__Aufgabe 1__:
Schreiben Sie aus dem Auszug über den Unfall bei „Wetten, daß…“ den Abschnitt von „Am vergangenen Samstagabend“ bis „schon angenommen. Befürchtet.“ wortgetreu ab.
__Aufgabe 2__:
Setzen Sie den Auszug über den Unfall bei „Wetten, daß…“ im Anschluss an seinen letzten Satz fort.

__Vorliegender Auszug__:

•••

Am vergangenen Samstagabend machten es sich die alte Dame, der Kirschkern und ich auf dem Sofa gemütlich, nachdem wir über das dörfliche Weihnachtsmärktchen gebummelt waren. Der Plan war, „Wetten, daß…“ zu schauen, eine Sendung, die der Kirschkern mittlerweile sehr liebgewonnen hat. Alle weiteren dortigen Geschehnisse sind ja inzwischen hinreichend bekannt. Vorhin las ich, dass nun wohl doch die Verletzungen, die sich der Kandidat zugezogen hat, sehr weitreichend sind. Das hatte ich schon angenommen. Befürchtet.
Ich habe bisher noch nie ‚live‘ zugesehen, wie und während sich jemand das Rückgrat gebrochen hat. Ich wollte das eigentlich auch gar nie. So also habe ich nun nochmals die Erlebnisse während meiner Drückebergerzeit herausgekramt, aufgeschrieben irgendwann vor drei Jahren. Zunächst wollte ich das alles noch überschreiben mit „Wem Gottes Schalk im Nacken sitzt…“, angesichts der Tatsachen aber vergeht mir nun das Lachen. Meine größten Genesungswünsche gelten uneingeschränkt dem Verletzten, ganz gleich, wie schwachsinnig, quotenorientiert oder sonstig dumm, tragisch oder selbstverschuldet dieser ganze Fernsehvorgang sein mag. Hier also nochmal:
WEST I
da war der hombachers max, damals um die fünfzig. lokführer in einem zellstoffwerk in oberschwaben. irgendwer hatte eine weiche falsch gestellt, beim rumrangieren, da ist die lok in eine andere gerauscht und umgekippt. er hat glück gehabt und überlebt, aber ein halswirbel war gebrochen. alle auf der station hatten irgendwie glück gehabt, denn sie alle waren am leben. auch der sechzehnjährige, der mit seinem moped bei schwäbisch-hall unter die leitplanke gerutscht war. alles war gut, bis die sanitäter kamen, und ihm aufhalfen. da hat es knack gemacht, und die lähmung war komplett. noch nie mit einer frau im bett gewesen, dachte ich. und schon vorbei, wie man sich das eben so vorstellt. der hombachers max, ich weiss nicht, was er noch gespürt hat, bewegen konnte er jedenfalls gerade noch die unterarme. er hatte ein gebiss, das mussten wir immer herausnehmen und putzen, und er hat dabei oft grinsend gesagt „jetzt kannste essen gehen…“.

•••

__Bereitgestelltes Material__:

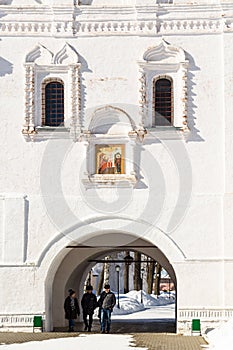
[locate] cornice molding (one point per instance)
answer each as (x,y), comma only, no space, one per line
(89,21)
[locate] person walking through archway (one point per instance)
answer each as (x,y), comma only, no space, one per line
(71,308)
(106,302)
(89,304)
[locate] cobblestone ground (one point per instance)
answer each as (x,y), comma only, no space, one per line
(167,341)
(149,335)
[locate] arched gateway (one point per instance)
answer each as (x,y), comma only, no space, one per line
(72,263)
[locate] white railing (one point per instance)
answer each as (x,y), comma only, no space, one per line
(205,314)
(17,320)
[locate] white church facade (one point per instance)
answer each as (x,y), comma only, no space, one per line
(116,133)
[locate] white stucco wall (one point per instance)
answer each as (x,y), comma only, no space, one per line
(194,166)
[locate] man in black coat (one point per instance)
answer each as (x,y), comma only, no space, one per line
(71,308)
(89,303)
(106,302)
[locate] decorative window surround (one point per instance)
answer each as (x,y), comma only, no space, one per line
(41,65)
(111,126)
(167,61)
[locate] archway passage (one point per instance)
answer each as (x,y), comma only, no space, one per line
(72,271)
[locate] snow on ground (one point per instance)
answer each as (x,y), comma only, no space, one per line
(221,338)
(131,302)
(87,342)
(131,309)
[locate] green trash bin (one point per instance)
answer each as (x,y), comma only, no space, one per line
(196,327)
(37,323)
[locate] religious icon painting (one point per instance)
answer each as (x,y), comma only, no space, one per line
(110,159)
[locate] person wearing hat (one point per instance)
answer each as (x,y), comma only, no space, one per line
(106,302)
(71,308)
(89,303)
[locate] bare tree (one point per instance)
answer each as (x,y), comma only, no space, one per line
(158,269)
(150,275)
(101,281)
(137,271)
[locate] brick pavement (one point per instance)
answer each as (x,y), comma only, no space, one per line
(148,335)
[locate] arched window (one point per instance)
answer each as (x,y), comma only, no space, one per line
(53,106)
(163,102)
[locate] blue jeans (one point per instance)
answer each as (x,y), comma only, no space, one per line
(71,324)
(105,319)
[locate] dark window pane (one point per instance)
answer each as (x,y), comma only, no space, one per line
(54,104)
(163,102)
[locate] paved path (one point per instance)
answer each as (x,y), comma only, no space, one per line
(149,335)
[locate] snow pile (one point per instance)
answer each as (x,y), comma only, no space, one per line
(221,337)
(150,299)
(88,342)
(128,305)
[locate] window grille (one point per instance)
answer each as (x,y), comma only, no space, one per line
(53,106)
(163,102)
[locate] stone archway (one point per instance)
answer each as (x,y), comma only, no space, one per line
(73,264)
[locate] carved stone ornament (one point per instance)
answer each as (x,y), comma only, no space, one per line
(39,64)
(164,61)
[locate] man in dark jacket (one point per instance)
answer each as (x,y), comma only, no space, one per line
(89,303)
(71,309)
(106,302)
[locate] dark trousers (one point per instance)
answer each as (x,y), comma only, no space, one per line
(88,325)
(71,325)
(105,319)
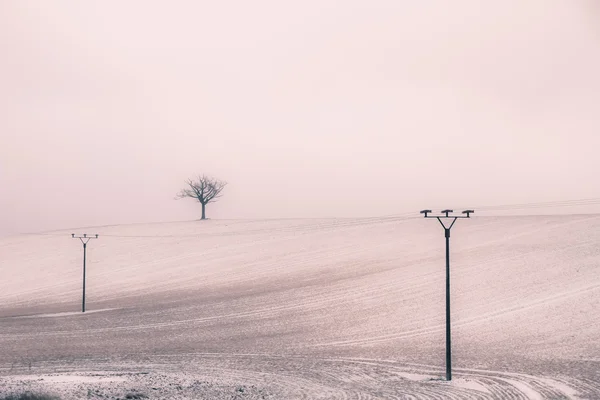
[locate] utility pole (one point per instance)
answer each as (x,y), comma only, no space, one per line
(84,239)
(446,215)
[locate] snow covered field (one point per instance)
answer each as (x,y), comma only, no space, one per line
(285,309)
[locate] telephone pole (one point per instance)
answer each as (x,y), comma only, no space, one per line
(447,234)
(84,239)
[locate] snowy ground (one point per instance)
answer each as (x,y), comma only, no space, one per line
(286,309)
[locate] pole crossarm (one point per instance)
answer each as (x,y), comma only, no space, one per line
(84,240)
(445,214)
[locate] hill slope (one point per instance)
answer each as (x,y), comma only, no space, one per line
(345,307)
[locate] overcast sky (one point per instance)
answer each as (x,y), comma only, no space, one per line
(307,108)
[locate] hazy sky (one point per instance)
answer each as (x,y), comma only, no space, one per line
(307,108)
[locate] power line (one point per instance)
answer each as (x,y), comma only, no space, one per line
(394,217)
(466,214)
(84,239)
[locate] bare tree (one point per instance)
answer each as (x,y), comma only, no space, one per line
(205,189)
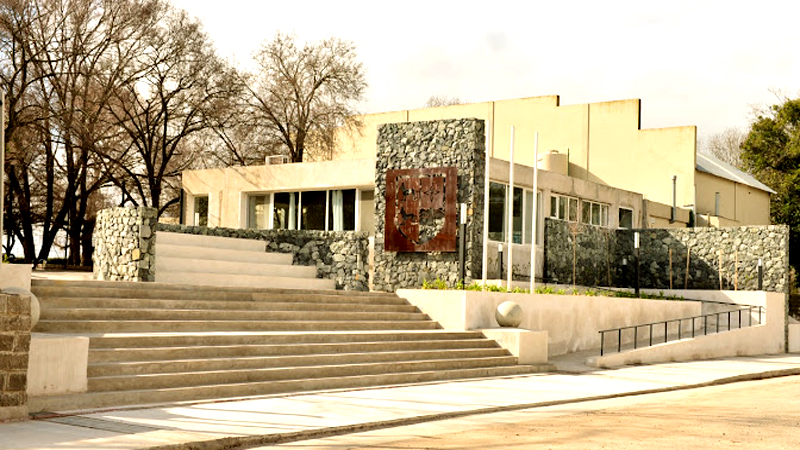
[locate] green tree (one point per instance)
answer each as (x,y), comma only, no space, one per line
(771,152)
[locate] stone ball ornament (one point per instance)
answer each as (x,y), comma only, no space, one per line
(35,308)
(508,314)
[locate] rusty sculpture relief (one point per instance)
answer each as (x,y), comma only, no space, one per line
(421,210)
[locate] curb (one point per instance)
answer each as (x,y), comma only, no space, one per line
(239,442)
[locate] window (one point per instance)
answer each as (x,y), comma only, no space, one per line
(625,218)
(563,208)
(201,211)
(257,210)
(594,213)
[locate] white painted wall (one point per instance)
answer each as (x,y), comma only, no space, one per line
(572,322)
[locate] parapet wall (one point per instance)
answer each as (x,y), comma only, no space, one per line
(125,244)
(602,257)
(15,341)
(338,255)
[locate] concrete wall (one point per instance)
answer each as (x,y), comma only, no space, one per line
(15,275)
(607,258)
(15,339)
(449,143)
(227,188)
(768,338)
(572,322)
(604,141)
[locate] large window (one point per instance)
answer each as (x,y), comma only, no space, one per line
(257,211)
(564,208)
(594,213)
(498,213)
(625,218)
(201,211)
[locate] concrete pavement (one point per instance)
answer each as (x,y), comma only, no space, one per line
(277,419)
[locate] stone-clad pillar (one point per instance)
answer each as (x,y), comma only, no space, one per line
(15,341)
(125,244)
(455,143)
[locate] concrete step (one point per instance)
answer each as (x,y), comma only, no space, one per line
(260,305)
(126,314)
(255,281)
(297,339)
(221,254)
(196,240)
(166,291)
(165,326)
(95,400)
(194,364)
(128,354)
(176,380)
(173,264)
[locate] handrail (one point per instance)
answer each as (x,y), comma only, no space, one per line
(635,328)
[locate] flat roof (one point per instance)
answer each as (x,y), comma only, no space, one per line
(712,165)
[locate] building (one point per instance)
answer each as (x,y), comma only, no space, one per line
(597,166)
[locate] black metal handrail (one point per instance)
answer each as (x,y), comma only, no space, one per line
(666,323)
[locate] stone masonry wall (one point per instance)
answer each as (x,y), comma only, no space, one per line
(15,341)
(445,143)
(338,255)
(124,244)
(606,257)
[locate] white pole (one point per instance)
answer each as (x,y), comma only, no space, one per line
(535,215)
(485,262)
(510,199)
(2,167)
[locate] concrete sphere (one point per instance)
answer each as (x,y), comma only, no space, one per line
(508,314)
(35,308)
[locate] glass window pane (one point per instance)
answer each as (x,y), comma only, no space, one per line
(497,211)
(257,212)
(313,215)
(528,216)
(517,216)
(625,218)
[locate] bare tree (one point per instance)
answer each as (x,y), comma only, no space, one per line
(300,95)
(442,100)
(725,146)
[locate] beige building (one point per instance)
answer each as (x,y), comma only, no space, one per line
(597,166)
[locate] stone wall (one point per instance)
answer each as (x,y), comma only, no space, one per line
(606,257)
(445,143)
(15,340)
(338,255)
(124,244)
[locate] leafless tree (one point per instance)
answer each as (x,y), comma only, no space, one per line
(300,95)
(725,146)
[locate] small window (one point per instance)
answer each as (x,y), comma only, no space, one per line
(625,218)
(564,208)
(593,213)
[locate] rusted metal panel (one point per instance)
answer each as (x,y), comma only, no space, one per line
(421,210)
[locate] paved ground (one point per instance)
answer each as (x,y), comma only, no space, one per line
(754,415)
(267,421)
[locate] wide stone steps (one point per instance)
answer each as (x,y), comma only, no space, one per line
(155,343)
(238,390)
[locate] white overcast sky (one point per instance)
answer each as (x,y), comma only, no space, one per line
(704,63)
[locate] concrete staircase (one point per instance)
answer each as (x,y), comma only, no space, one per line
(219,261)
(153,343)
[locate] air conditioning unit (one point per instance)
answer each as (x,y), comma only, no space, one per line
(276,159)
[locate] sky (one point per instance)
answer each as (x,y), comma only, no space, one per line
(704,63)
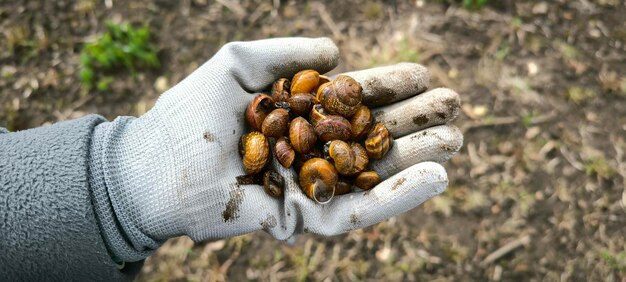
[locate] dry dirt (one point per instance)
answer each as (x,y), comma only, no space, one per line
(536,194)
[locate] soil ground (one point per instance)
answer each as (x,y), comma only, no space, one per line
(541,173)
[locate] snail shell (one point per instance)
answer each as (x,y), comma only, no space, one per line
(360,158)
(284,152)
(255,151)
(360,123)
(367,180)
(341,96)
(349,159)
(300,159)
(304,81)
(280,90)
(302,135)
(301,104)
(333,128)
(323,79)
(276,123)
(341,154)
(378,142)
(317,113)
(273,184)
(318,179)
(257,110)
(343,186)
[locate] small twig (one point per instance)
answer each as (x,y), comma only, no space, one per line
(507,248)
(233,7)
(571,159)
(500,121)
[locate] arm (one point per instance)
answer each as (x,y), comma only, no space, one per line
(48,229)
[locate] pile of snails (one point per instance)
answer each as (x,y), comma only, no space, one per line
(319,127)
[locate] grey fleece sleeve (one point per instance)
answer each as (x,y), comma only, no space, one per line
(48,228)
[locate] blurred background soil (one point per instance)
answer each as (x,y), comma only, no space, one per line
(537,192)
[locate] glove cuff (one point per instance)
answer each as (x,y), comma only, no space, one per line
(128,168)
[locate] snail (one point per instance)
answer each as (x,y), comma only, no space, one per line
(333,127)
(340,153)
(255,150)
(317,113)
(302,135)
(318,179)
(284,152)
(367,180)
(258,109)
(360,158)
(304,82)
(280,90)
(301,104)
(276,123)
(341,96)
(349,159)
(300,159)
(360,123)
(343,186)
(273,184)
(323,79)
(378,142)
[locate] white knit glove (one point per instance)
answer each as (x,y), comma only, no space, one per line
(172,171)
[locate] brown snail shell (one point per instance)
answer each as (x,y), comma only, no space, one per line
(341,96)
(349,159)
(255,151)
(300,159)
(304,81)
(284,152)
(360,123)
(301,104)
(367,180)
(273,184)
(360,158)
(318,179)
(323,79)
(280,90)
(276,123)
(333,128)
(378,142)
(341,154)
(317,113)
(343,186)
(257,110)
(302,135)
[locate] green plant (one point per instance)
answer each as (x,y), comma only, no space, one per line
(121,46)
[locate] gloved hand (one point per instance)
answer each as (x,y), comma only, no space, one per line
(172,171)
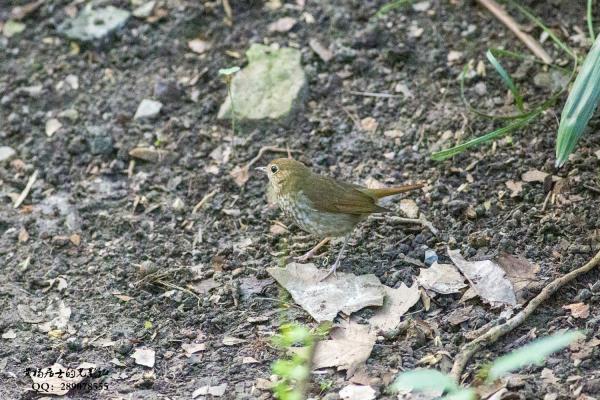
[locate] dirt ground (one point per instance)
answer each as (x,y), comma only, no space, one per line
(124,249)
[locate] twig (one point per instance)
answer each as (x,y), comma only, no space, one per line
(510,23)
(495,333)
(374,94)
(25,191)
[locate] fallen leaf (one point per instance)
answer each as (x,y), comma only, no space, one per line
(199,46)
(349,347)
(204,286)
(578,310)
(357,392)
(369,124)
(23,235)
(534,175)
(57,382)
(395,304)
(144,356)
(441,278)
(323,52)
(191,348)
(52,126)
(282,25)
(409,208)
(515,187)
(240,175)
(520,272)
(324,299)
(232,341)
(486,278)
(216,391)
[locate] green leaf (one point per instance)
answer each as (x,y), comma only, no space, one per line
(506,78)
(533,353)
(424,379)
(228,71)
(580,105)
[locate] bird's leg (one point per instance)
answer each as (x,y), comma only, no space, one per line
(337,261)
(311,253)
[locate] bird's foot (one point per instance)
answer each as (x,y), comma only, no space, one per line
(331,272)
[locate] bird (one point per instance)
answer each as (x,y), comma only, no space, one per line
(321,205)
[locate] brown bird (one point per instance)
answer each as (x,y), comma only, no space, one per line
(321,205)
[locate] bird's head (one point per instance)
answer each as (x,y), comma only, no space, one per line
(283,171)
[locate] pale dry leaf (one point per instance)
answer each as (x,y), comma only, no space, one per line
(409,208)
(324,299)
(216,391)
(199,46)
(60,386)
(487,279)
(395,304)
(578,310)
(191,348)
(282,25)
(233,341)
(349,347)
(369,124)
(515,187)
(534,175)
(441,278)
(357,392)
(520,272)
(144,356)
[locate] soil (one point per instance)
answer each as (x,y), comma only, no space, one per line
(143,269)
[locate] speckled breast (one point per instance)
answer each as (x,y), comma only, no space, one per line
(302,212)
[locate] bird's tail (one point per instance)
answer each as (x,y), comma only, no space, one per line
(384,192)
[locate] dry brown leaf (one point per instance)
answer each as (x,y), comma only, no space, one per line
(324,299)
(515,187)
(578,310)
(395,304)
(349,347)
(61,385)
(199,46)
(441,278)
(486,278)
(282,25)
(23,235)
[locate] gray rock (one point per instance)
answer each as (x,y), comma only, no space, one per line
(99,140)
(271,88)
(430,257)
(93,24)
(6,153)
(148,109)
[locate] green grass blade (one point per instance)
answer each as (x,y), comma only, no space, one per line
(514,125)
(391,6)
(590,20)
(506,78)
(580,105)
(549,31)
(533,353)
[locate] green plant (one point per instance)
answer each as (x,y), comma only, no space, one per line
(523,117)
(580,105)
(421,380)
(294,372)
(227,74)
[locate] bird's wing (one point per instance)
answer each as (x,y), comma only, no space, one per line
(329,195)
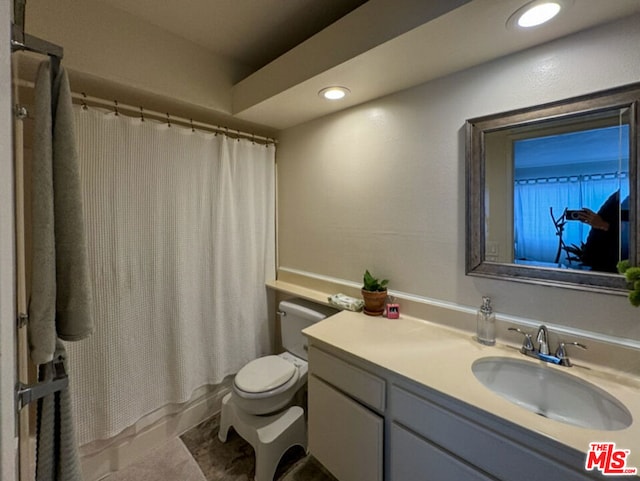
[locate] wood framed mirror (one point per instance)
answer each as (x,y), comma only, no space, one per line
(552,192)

•••

__Schriftliche Antwort 1__:
Am vergangenen Samstagabend machten es sich die alte Dame, der Kirschkern und ich auf dem Sofa gemütlich, nachdem wir über das dörfliche Weihnachtsmärktchen gebummelt waren. Der Plan war, „Wetten, daß…“ zu schauen, eine Sendung, die der Kirschkern mittlerweile sehr liebgewonnen hat. Alle weiteren dortigen Geschehnisse sind ja inzwischen hinreichend bekannt. Vorhin las ich, dass nun wohl doch die Verletzungen, die sich der Kandidat zugezogen hat, sehr weitreichend sind. Das hatte ich schon angenommen. Befürchtet.

__Schriftliche Antwort 2__:
im mai mit dem ersten richtig warmen tag kamen dann die motorradfahrer. oder die, die mit einem kopfsprung ins wasser den sommer begrüßen wollten. alle mit dem helikopter. oder der coole paul, zweiundzwanzig damals, knallharter bursche vom rande der schwäbischen alb. er war mit einem geliehenen porsche in den acker gefahren. er habe, nachdem er wieder aufwachte und die beine nicht mehr bewegen konnte, erstmal eine REVAL geraucht. praktisch bei paul war, dass beide unterschenkel amputiert werden mussten. „die hab ich eh nicht mehr gebraucht“ und im rollstuhl kam er damit viel leichter zurecht, ohne die toten anhängsel. geraucht hat er auch im sechserzimmer, zusammen mit einem jungen steinmetzen, der kurz vor der gesellenprüfung noch einen lkw überholen wollte, mit seinem opel. „ich hab den mini, der vor dem lkw fuhr, nicht sehen können…“. glück im unglück, er war zwar ein halswirbelpatient, aber er wusste, wann er pinkeln musste und auch die frauensache war nicht spurlos verschwunden.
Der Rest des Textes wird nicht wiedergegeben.